Supplied data =

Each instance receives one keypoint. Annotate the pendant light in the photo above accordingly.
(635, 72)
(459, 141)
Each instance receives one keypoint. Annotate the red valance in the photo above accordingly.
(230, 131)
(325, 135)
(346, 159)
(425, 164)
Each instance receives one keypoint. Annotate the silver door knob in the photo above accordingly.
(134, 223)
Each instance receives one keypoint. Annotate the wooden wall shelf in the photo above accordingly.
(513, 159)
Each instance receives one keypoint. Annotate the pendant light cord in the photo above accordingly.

==

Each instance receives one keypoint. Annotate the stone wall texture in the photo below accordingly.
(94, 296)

==

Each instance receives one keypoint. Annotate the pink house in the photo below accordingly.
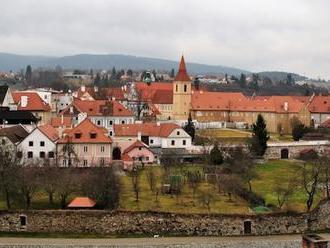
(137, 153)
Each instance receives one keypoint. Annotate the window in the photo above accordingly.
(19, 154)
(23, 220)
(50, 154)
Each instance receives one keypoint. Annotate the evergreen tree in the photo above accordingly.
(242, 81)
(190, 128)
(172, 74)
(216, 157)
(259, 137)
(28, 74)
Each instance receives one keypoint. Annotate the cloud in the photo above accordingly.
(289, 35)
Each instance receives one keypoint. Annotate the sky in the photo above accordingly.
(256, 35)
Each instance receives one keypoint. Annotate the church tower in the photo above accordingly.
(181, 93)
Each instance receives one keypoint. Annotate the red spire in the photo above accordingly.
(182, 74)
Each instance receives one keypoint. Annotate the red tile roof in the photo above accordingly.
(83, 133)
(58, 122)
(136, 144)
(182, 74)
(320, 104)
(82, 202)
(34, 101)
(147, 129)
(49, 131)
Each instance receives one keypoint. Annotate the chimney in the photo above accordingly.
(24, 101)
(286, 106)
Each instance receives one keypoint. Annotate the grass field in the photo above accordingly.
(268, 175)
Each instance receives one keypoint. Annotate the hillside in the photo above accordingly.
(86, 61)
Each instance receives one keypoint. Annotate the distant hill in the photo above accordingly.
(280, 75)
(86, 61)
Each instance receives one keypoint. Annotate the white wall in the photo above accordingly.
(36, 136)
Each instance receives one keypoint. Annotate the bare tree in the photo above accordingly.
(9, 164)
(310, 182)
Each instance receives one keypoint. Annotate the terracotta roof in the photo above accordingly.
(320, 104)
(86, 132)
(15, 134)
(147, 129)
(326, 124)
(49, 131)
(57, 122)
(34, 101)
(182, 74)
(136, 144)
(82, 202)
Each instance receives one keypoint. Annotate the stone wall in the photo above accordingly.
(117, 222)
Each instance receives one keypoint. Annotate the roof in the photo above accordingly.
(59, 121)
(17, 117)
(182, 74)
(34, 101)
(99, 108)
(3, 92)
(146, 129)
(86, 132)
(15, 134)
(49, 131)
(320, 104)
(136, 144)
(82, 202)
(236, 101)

Written task = Reproduce verbatim every line of the data from the one containing "light in the photo above accordingly." through the one containing "cord in the photo above accordingly.", including both of those lines.

Exercise output =
Each instance receives one keypoint. Annotate the pendant light in the photo above accordingly.
(635, 72)
(459, 141)
Each instance receives one keypoint. Annotate the red valance in the photo above accordingly.
(230, 131)
(325, 135)
(346, 159)
(425, 164)
Each instance receives one keypoint. Annotate the silver door knob in the photo above accordingly.
(134, 223)
Each instance receives one keypoint. Annotate the wooden wall shelf in the photo above accordingly.
(513, 159)
Each instance receives one keypoint. Annotate the pendant light cord in the photo above accordingly.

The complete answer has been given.